[Photo-based point labeling data]
==========

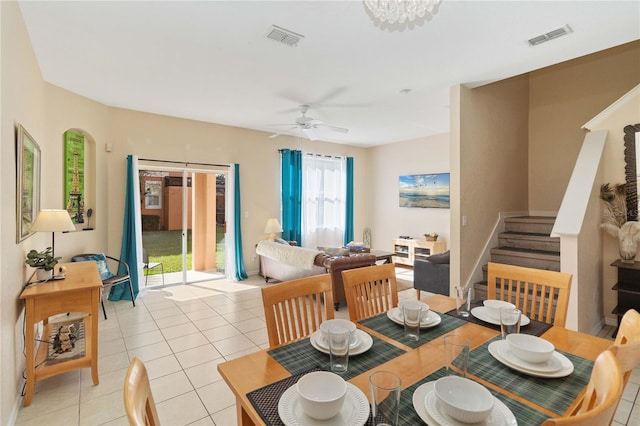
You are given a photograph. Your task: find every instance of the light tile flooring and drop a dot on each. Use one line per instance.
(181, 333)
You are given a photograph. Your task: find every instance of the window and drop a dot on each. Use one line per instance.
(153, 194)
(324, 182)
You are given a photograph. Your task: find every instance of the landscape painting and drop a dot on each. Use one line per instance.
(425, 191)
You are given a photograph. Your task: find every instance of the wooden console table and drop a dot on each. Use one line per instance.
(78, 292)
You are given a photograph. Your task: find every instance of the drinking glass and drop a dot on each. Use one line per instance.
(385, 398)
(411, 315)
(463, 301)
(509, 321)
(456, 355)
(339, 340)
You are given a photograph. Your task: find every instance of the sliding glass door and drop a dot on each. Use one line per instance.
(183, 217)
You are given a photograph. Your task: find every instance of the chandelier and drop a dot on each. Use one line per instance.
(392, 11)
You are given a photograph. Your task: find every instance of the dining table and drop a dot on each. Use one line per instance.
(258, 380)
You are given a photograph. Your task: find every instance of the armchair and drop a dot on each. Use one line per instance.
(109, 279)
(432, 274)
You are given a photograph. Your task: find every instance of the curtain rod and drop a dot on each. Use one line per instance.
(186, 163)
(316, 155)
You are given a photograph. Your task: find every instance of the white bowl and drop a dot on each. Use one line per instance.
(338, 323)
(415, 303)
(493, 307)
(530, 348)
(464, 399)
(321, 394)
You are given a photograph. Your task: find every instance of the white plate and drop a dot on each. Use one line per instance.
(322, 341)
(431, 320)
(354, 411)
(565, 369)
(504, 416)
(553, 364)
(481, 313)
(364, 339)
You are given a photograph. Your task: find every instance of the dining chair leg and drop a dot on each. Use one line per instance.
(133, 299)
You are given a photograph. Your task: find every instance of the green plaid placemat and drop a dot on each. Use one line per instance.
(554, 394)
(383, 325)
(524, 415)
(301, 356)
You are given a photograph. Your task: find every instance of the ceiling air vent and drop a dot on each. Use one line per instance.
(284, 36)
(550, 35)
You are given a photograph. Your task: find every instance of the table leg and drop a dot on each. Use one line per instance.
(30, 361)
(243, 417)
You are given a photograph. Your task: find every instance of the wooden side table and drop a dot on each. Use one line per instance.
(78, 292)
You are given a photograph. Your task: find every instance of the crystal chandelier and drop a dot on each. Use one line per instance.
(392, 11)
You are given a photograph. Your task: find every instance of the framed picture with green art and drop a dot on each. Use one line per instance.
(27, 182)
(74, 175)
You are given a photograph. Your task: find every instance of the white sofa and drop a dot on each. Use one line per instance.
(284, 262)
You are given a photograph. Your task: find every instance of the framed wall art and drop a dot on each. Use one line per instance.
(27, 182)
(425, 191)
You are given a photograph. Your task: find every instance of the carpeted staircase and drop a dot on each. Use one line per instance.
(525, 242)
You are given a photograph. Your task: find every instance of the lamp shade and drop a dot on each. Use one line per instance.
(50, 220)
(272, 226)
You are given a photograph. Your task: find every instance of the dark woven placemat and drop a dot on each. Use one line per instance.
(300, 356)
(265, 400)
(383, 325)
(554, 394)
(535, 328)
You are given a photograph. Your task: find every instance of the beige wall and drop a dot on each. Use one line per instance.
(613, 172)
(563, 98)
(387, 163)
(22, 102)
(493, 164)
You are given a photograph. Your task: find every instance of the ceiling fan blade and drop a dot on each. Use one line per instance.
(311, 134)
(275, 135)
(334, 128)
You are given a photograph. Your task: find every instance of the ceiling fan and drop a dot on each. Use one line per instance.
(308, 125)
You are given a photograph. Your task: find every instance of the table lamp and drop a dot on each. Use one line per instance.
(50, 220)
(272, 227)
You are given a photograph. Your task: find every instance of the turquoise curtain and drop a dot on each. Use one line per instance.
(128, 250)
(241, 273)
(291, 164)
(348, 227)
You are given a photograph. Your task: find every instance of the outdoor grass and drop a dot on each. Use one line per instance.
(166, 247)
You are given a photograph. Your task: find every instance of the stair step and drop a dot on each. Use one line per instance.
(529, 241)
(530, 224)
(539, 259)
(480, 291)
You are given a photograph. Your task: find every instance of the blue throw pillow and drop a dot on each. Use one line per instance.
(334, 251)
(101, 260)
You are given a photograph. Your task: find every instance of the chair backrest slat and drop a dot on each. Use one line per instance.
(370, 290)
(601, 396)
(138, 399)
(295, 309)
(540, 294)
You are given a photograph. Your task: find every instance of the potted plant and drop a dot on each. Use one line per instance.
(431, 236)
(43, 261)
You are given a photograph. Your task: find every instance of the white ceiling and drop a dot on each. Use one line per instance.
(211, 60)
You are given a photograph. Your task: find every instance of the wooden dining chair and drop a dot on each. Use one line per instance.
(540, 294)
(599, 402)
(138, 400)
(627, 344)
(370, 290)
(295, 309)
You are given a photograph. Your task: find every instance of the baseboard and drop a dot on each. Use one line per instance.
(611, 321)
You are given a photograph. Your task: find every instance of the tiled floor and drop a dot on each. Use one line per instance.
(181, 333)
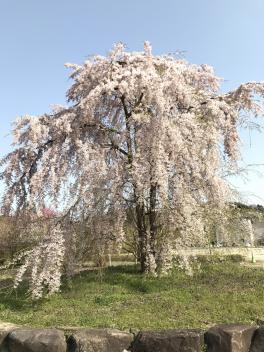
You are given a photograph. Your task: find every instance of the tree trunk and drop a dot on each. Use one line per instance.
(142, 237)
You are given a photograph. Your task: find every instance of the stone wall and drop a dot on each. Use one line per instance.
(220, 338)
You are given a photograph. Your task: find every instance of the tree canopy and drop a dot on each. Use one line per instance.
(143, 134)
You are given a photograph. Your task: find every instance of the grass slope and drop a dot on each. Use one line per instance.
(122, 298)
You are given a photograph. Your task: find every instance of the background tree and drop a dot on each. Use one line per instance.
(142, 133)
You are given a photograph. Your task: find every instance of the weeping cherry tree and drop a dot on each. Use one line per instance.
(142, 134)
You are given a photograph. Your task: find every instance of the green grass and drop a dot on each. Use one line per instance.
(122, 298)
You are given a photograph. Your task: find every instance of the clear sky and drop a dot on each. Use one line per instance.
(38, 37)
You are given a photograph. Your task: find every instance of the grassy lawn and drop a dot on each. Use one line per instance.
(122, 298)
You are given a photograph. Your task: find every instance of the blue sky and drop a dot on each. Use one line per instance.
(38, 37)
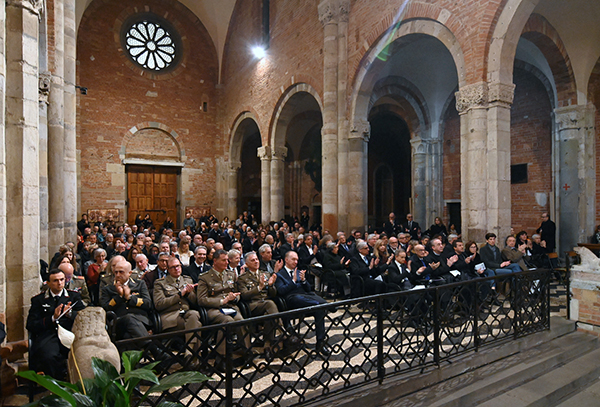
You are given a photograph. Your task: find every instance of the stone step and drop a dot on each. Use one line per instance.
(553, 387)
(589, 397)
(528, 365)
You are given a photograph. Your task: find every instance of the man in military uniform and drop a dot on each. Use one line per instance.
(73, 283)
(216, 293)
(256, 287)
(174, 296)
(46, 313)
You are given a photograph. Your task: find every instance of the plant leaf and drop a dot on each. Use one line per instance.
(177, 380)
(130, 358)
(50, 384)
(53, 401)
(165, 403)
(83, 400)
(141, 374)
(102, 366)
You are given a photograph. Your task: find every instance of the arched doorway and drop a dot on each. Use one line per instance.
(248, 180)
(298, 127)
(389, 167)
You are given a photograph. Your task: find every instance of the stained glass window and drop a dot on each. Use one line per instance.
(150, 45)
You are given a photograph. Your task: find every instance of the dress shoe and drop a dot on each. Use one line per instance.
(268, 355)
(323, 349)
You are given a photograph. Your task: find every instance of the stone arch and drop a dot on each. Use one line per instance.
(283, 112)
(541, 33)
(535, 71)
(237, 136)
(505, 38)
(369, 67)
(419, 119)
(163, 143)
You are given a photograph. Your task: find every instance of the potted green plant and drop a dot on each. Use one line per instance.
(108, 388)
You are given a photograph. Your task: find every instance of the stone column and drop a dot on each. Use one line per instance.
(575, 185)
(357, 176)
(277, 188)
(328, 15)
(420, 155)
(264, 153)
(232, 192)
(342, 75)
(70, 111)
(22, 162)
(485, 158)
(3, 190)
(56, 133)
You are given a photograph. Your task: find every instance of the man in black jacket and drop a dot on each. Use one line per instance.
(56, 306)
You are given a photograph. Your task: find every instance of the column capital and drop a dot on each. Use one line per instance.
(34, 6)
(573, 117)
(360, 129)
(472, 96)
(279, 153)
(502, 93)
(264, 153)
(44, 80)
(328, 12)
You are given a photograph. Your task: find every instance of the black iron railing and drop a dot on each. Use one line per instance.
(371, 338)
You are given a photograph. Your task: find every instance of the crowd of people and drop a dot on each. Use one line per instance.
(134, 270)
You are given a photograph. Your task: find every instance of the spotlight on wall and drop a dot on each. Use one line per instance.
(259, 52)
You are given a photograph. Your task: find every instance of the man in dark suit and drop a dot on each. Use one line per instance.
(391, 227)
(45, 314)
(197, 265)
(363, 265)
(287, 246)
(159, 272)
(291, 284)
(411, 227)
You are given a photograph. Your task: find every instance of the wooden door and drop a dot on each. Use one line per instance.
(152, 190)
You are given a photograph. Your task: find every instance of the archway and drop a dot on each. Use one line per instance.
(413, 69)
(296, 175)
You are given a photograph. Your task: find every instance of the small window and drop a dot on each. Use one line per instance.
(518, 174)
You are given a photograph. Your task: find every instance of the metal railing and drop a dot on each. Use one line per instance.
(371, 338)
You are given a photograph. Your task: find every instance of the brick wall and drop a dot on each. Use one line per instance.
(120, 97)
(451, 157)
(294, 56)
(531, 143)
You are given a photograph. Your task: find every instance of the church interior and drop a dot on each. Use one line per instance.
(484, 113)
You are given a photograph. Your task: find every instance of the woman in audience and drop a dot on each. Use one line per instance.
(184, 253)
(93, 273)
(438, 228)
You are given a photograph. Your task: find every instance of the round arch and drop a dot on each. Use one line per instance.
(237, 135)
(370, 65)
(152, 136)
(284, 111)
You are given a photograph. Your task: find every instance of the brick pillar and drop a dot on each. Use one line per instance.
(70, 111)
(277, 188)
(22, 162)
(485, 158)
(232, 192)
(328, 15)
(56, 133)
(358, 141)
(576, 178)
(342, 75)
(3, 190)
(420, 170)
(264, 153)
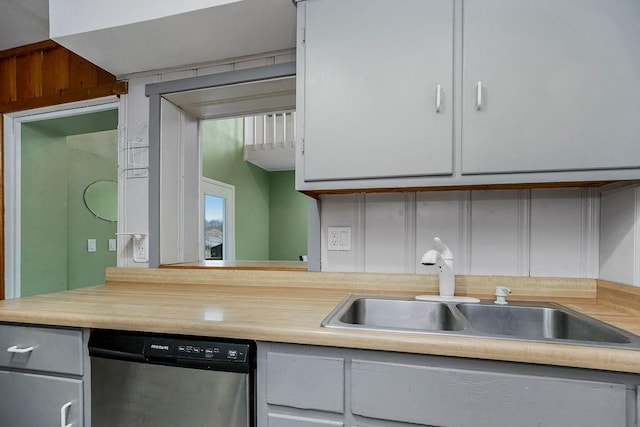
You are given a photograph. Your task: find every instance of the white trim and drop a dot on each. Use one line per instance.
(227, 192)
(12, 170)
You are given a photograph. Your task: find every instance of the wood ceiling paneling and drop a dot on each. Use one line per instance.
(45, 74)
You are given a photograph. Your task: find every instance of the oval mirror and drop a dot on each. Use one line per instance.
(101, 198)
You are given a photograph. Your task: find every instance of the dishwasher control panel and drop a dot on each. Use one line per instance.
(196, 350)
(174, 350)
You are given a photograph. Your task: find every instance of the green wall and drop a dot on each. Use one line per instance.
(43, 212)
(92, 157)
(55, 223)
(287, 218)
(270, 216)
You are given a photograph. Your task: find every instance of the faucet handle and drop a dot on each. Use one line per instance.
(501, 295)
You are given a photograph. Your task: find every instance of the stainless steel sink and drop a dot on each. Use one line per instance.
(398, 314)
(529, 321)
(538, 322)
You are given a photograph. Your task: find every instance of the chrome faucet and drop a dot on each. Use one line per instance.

==========

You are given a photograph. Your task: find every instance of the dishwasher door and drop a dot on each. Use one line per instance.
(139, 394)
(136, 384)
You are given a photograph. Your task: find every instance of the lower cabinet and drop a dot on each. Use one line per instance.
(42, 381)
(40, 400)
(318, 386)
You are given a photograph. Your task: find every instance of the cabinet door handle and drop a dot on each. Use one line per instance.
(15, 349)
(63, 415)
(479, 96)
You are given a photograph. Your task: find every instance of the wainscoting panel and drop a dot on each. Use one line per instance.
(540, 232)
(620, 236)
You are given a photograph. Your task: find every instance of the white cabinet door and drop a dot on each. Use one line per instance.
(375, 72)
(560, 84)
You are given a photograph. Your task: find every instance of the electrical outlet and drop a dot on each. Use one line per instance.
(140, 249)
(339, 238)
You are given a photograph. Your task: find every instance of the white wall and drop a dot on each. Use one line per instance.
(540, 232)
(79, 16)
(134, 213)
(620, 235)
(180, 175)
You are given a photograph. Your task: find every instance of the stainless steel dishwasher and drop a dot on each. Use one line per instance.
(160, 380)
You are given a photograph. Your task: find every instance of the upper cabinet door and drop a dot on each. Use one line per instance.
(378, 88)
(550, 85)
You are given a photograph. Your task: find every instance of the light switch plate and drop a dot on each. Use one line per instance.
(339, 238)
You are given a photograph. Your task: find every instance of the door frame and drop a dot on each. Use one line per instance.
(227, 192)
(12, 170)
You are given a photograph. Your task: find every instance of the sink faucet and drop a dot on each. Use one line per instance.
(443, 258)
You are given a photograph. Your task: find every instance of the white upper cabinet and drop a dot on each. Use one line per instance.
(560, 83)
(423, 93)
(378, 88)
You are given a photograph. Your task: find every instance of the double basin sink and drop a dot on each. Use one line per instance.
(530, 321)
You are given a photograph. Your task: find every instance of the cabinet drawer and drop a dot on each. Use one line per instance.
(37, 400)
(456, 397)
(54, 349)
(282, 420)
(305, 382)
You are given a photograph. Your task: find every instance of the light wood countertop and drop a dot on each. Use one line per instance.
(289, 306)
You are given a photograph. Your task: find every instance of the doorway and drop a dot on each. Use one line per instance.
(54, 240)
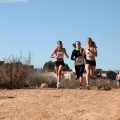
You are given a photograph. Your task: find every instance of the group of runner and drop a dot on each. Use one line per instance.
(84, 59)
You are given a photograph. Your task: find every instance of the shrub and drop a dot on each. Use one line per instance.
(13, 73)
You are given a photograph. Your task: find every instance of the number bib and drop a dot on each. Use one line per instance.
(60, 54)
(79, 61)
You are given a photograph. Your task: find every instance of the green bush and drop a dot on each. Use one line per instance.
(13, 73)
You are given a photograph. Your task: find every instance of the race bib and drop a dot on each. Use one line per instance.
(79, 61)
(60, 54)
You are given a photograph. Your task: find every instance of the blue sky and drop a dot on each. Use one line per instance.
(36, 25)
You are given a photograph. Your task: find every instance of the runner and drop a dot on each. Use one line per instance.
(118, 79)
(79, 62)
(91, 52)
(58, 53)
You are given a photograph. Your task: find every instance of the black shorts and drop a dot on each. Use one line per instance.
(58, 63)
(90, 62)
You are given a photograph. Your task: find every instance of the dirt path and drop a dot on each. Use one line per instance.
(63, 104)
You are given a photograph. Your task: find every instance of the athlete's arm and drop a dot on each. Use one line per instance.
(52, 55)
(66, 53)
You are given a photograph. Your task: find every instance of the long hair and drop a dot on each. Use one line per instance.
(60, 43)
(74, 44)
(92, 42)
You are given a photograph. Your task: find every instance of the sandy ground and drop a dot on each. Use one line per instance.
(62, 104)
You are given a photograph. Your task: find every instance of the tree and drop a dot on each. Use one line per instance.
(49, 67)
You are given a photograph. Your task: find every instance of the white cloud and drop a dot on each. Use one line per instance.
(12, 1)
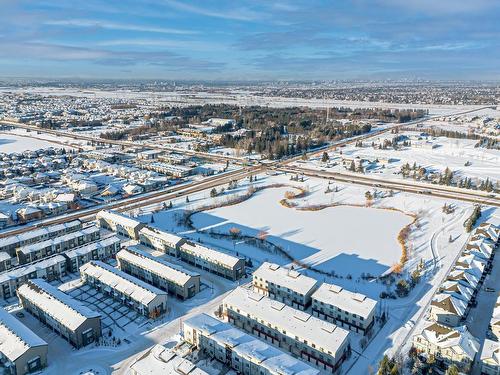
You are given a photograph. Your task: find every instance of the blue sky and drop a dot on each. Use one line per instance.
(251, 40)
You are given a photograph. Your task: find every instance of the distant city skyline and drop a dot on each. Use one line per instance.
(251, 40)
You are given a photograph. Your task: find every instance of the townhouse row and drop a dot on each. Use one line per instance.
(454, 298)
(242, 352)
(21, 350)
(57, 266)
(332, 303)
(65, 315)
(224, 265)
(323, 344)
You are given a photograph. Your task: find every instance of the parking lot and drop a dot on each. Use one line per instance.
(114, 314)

==========

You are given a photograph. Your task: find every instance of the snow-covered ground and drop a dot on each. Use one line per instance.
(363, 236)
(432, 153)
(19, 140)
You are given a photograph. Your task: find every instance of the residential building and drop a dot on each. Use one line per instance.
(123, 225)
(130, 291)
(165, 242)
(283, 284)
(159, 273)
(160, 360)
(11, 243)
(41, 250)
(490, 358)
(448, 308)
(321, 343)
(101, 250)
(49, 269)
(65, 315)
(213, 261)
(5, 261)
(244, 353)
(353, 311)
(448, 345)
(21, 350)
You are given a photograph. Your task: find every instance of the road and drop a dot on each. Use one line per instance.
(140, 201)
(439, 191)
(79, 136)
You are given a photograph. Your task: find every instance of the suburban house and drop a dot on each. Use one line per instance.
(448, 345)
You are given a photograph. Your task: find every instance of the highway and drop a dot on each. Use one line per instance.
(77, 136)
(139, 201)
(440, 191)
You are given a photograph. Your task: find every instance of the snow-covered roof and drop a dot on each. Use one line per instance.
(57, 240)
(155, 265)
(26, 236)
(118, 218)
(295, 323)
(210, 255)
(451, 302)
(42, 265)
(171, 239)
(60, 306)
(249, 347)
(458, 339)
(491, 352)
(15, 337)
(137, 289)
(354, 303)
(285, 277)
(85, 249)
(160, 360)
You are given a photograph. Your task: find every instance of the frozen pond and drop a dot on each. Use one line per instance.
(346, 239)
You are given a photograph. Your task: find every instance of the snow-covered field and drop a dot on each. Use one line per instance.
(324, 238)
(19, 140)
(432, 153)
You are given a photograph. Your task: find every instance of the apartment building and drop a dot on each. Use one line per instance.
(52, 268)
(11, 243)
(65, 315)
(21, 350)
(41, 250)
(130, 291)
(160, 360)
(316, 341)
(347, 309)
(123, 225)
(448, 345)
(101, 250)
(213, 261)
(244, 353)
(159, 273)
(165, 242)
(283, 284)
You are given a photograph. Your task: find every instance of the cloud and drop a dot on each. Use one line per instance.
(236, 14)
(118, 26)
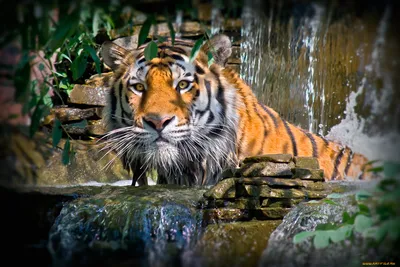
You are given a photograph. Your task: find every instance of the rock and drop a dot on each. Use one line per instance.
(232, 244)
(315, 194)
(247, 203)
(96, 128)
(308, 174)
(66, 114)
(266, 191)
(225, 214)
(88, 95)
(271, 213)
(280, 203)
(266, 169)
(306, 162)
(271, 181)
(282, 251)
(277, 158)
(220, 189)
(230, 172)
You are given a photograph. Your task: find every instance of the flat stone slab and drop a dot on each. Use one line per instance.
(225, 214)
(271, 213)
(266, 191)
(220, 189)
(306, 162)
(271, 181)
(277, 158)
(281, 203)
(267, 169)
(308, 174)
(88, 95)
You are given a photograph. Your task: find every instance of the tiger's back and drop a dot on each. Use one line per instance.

==========

Please identify every line in the items above that contains the string "stainless", and copy each of those lines. Case counts.

You are given a photograph. Your task: find every instance of the stainless steel sink and drop a dot on each. Use one line per instance.
You are given a photograph. Your task: find every instance of the stainless steel dishwasher and drop a dot on each. Use one line per instance.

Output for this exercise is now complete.